■ Stated exercise 1 ■
In the movie review, what does the lost chapter of the Bible that Thomas has describe?
■ Stated exercise 2 ■
Reproduce the movie review word for word, from "The Angel and" up to and including "turn to burn .".

Simon for his part, is hiding in the school… In an abandoned area where he runs into a young girl named Mary. She’s one of Virginia Madsen students, and Simon hides the soul in her.
Walken’s Angel has a minion, Who he’s leaning on help him grab some of of Thomas, something that will help him in his search for Simon. Meanwhile, he’s off to torch the other angel’s body, because we don’t want any evidence of what’s going on here. This is where we start to get The text Thomas has, a lost chapter of the Bible that describes a second war in heaven.
The Angel and his minion are off to the desert… You can see the contempt Walkin has for humans in the way he talks to him and when he discovers the soul has been taken from the body he is enraged. Simon managed to pass the soul on just in time though, because Walkin finds him next, and it’s Simon’s turn to burn .
Meanwhile, Thomas’s investigation leads him out to the school where he meets Madsen who is still caring for Mary… Now sick from the strain of having to hold to souls in her. She draws his memories in crayon and dreams of the dead soldier, describing the way Japenese men bleed in the cold. As Walkin’s Gabriel gets closer, Thomas finds himself as the only protector she and Madsen have.
We are about halfway through the movie when we get the plot – there is still war in heaven, and affection of angels are jealous that God loves humans and not them. It’s the same basic elements that we would get in every other sequel, but it’s never done better than in this first film. I know, big surprise – the original film is superior to all the sequels, but to be fair – that’s not always true. A lot of times the real mythology of a series, its heart, shows up on the second or third film (fr instance, we never hear about Ash working at “S” mart until the third Evild Dead movie. We don’t get Jason’s hockey mask until the third Friday movie. Heck, Luke dosen’t even find out Darth Vader is is father until the second Star Wars movie…..spoiler alert by the way). Not so here, the Prophecy is born with it’s lore and mythos fully realized. Its engaging and original, but only once. Despite being one of those typical 90s horror movies with no blood, latex, or monsters, it surprisingly stands up to the test of time and ended up being a much better film than what I was expecting with shocking number of familiar faces.

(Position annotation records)
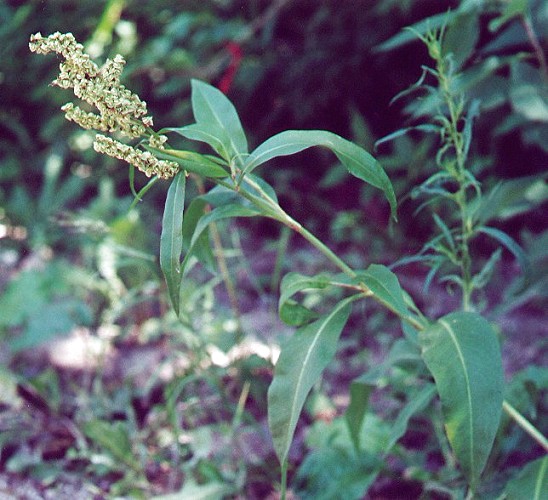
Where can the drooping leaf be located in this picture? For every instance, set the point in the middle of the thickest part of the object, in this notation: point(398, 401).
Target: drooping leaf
point(410, 34)
point(113, 437)
point(401, 352)
point(417, 401)
point(171, 238)
point(357, 408)
point(461, 36)
point(192, 162)
point(211, 107)
point(461, 351)
point(508, 242)
point(385, 286)
point(209, 133)
point(357, 161)
point(222, 212)
point(301, 363)
point(291, 312)
point(202, 246)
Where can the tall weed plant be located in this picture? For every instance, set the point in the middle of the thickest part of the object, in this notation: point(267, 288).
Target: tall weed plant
point(454, 359)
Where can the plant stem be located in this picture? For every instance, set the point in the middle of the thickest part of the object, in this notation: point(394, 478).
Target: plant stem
point(223, 267)
point(527, 426)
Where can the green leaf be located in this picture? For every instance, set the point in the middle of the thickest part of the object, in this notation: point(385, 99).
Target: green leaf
point(531, 482)
point(411, 33)
point(401, 352)
point(171, 239)
point(357, 161)
point(509, 243)
point(191, 162)
point(301, 363)
point(290, 311)
point(462, 352)
point(202, 246)
point(199, 236)
point(212, 108)
point(209, 133)
point(355, 413)
point(461, 36)
point(113, 437)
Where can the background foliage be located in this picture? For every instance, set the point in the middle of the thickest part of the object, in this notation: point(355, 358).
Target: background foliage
point(76, 258)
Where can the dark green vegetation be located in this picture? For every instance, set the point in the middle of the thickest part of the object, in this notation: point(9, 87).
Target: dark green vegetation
point(108, 392)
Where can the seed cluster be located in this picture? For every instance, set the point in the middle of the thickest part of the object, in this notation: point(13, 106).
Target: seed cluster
point(119, 110)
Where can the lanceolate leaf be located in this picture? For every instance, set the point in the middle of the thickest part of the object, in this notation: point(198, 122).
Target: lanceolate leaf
point(462, 353)
point(357, 161)
point(290, 311)
point(171, 239)
point(417, 401)
point(531, 482)
point(211, 107)
point(301, 363)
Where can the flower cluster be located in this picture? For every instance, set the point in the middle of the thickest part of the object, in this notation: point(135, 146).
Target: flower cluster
point(119, 109)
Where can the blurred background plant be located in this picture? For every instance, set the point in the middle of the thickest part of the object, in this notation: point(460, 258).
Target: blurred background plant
point(78, 261)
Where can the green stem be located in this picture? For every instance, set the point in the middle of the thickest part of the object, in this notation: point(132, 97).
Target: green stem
point(527, 426)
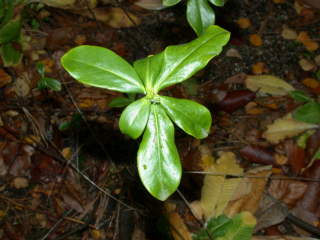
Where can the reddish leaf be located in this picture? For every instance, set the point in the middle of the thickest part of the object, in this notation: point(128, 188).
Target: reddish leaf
point(235, 100)
point(310, 200)
point(258, 154)
point(313, 144)
point(296, 156)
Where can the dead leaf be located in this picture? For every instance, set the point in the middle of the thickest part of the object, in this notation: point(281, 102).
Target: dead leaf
point(306, 65)
point(249, 191)
point(268, 84)
point(270, 212)
point(20, 182)
point(284, 128)
point(288, 33)
point(4, 78)
point(217, 190)
point(244, 23)
point(150, 4)
point(70, 4)
point(179, 229)
point(255, 40)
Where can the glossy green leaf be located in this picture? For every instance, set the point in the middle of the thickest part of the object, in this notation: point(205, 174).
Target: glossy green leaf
point(100, 67)
point(10, 55)
point(191, 117)
point(200, 15)
point(300, 96)
point(182, 61)
point(134, 118)
point(149, 69)
point(120, 102)
point(10, 31)
point(169, 3)
point(158, 159)
point(218, 3)
point(310, 113)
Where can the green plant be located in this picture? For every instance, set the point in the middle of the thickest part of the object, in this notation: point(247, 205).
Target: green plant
point(46, 82)
point(199, 13)
point(10, 28)
point(158, 159)
point(308, 112)
point(240, 227)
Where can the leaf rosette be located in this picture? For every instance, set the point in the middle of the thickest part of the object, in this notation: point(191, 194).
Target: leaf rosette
point(153, 115)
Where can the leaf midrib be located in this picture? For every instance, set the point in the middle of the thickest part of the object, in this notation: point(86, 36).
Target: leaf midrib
point(183, 59)
point(113, 73)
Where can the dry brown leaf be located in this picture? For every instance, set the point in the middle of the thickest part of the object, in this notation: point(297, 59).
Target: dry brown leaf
point(20, 182)
point(70, 4)
point(306, 64)
point(244, 23)
point(284, 128)
point(4, 78)
point(115, 17)
point(179, 229)
point(268, 84)
point(255, 40)
point(217, 190)
point(249, 191)
point(150, 4)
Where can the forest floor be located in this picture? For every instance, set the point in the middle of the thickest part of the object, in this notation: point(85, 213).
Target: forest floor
point(67, 172)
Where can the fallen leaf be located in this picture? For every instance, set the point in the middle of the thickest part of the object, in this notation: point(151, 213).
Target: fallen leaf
point(217, 190)
point(258, 154)
point(235, 100)
point(268, 84)
point(179, 229)
point(288, 33)
point(20, 182)
point(255, 40)
point(5, 78)
point(244, 23)
point(249, 191)
point(270, 212)
point(284, 128)
point(259, 68)
point(311, 83)
point(150, 4)
point(232, 52)
point(70, 4)
point(306, 65)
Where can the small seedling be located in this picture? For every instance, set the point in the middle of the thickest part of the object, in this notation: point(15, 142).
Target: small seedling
point(200, 15)
point(158, 159)
point(308, 112)
point(46, 82)
point(240, 227)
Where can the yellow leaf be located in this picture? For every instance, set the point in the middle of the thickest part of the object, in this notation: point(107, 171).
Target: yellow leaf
point(249, 191)
point(179, 229)
point(286, 127)
point(217, 190)
point(268, 84)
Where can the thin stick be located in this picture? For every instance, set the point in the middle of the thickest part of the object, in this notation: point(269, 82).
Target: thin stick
point(228, 175)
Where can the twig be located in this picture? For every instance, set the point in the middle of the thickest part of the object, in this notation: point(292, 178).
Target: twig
point(227, 175)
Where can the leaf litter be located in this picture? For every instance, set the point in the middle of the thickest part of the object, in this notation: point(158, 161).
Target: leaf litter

■ Complete output 1 ■
A second war in heaven.

■ Complete output 2 ■
The Angel and his minion are off to the desert… You can see the contempt Walkin has for humans in the way he talks to him and when he discovers the soul has been taken from the body he is enraged. Simon managed to pass the soul on just in time though, because Walkin finds him next, and it’s Simon’s turn to burn .